── SUPPLIED INFORMATION

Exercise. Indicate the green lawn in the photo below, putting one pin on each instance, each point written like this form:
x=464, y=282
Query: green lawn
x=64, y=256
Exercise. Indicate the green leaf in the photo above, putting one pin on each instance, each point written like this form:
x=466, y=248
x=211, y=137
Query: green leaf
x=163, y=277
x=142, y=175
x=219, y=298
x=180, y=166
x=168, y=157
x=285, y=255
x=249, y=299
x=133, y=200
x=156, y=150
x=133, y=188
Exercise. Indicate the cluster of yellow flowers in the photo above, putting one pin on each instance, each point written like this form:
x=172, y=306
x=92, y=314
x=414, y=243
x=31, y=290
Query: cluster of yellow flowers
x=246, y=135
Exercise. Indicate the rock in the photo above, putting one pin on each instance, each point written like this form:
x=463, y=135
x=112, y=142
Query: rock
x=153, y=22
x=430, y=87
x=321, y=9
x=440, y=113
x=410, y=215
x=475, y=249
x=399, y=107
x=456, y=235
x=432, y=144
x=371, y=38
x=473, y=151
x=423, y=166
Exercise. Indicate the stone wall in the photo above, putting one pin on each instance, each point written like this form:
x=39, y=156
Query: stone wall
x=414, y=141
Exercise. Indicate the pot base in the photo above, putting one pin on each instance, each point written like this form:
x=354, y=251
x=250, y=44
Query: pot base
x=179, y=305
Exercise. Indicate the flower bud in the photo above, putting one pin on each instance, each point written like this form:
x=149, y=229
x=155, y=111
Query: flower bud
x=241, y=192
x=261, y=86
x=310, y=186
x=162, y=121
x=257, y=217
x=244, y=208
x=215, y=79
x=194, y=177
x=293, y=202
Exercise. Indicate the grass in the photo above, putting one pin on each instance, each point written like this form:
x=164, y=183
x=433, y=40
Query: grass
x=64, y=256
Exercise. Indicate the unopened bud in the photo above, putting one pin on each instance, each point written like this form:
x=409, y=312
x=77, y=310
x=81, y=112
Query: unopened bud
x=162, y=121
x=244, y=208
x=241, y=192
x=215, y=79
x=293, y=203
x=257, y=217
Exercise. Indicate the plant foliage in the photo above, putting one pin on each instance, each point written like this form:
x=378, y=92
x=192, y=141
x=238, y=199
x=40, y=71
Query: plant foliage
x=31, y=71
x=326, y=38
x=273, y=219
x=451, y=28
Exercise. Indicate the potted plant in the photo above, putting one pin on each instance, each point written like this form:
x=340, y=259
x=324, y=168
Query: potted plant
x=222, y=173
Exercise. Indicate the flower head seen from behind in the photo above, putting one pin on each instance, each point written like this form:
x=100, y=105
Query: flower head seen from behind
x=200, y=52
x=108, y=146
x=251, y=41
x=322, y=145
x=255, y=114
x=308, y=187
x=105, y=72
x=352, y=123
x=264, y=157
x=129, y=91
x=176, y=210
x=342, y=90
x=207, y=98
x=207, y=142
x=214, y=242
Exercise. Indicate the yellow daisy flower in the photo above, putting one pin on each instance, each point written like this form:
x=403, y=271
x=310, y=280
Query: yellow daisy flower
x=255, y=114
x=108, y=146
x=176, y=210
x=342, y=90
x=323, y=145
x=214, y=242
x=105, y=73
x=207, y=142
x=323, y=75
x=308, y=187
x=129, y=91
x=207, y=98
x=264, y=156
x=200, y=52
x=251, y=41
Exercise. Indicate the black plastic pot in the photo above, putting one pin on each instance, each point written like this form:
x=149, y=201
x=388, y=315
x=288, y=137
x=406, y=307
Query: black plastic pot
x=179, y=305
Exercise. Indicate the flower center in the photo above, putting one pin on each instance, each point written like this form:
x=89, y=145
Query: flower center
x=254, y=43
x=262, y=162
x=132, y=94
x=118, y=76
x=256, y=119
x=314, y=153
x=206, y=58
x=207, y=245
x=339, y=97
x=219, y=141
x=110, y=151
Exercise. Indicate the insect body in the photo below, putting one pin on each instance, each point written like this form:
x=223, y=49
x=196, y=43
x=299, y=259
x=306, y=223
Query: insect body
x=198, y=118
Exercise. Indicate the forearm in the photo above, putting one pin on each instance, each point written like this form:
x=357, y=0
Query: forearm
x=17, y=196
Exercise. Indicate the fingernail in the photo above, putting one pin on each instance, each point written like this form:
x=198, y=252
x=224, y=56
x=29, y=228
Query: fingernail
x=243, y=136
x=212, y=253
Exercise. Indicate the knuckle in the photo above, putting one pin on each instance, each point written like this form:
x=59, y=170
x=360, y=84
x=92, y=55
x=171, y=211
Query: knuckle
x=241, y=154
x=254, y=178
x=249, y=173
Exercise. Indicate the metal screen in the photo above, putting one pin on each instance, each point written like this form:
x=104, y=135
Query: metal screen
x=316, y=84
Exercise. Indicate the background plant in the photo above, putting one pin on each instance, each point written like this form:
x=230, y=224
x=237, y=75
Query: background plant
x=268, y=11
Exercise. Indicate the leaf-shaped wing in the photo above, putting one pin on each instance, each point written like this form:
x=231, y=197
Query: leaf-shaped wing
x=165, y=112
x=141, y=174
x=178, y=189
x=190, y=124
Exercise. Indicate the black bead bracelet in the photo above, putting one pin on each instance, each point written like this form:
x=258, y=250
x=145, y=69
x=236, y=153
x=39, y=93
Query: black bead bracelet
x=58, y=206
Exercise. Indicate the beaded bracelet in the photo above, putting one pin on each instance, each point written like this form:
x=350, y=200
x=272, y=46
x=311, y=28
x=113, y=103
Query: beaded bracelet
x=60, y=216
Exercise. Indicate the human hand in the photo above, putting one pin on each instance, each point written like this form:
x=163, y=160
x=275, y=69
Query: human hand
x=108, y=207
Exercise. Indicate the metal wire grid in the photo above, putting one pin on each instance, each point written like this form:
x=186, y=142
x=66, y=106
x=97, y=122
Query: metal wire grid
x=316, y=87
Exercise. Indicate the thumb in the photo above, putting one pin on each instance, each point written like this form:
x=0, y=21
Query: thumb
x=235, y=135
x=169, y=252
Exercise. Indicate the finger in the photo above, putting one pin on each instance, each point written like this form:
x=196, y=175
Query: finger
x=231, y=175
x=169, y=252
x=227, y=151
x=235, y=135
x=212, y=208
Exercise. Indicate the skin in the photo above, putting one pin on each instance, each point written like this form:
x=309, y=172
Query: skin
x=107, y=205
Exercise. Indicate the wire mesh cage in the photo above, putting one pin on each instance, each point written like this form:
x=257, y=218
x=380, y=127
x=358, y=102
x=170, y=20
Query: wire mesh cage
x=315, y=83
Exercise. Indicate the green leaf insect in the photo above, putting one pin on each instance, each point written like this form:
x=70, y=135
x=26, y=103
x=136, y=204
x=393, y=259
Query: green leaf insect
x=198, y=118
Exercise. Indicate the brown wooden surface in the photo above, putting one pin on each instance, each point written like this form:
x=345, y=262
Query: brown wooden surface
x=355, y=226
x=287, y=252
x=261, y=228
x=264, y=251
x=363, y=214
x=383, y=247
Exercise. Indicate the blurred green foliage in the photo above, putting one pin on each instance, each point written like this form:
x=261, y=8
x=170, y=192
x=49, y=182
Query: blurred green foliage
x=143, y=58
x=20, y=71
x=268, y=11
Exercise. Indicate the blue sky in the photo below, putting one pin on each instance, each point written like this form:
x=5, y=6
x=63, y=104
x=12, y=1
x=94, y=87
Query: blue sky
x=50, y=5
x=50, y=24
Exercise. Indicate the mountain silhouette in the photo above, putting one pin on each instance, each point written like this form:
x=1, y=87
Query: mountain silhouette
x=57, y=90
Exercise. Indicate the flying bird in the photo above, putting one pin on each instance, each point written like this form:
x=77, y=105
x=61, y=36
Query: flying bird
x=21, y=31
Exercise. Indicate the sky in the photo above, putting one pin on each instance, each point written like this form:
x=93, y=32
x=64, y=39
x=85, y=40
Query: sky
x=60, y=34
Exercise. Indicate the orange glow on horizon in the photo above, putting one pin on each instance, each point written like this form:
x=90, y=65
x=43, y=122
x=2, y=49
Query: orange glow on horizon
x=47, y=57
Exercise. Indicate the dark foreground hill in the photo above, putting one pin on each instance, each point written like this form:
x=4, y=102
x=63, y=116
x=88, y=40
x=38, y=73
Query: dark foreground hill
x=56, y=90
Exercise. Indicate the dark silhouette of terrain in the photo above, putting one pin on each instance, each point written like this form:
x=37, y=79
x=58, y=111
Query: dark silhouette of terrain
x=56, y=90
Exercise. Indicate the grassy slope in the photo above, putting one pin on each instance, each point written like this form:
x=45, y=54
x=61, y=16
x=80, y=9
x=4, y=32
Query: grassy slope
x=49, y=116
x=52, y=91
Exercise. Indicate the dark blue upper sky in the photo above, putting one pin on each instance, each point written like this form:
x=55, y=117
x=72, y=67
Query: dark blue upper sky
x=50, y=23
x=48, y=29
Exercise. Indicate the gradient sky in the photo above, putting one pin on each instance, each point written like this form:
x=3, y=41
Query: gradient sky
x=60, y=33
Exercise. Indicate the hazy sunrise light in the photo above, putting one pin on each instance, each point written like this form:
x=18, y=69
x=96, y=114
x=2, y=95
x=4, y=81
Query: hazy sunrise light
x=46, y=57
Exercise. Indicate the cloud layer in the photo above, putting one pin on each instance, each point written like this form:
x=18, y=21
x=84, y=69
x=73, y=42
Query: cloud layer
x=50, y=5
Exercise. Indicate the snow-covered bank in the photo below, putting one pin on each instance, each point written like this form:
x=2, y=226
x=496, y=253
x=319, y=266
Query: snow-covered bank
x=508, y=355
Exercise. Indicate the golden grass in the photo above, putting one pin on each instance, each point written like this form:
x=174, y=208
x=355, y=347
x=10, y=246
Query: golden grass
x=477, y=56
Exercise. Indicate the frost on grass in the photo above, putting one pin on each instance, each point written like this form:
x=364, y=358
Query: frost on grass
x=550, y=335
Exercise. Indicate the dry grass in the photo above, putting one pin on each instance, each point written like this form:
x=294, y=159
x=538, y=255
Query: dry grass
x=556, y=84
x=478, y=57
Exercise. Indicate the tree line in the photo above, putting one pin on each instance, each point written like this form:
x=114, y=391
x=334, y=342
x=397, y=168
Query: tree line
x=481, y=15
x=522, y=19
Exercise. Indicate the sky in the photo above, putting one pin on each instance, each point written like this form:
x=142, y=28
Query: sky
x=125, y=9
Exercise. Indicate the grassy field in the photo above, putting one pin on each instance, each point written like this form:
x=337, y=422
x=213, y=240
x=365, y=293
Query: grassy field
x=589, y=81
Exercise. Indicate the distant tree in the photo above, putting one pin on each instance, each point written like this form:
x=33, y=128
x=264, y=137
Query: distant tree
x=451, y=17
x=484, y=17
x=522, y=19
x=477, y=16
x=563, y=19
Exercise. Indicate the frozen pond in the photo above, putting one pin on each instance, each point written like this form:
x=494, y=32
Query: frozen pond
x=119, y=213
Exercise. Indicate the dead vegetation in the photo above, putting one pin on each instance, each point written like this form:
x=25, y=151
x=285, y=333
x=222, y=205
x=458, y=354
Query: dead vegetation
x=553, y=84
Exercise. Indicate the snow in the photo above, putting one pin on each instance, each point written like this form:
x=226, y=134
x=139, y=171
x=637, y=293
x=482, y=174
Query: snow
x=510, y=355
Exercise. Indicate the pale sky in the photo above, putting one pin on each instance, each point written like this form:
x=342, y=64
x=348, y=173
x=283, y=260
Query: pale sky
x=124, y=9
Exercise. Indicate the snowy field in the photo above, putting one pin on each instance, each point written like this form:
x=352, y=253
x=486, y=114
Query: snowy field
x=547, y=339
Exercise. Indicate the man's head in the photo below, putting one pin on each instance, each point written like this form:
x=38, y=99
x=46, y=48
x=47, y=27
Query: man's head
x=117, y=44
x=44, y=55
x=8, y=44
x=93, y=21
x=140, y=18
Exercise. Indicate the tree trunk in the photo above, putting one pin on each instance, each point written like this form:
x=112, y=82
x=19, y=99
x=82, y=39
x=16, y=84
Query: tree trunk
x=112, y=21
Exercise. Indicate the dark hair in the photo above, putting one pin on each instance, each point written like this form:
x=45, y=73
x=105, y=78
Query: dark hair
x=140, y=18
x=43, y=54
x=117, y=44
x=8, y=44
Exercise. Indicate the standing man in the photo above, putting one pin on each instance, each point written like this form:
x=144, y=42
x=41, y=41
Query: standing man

────

■ ASSIGNMENT ■
From the entries above, copy every line containing the word "below".

■ OUTPUT OF THE TASK ■
Exercise. Indicate the green lawn in the photo below, putting one pin on each instance, each point written like this form:
Exercise. Indicate the insect body in the photo below, putting one pin on each instance, each point written like this form:
Exercise. Indicate the blue sky in the photo below, putting one pin on each instance, each point written like this form:
Exercise. Indicate the snow-covered bank in the photo below, putting one pin on each instance, each point written like this form:
Exercise. Indicate the man's head in the photo below, putting one pin on each instance, each point written like this form:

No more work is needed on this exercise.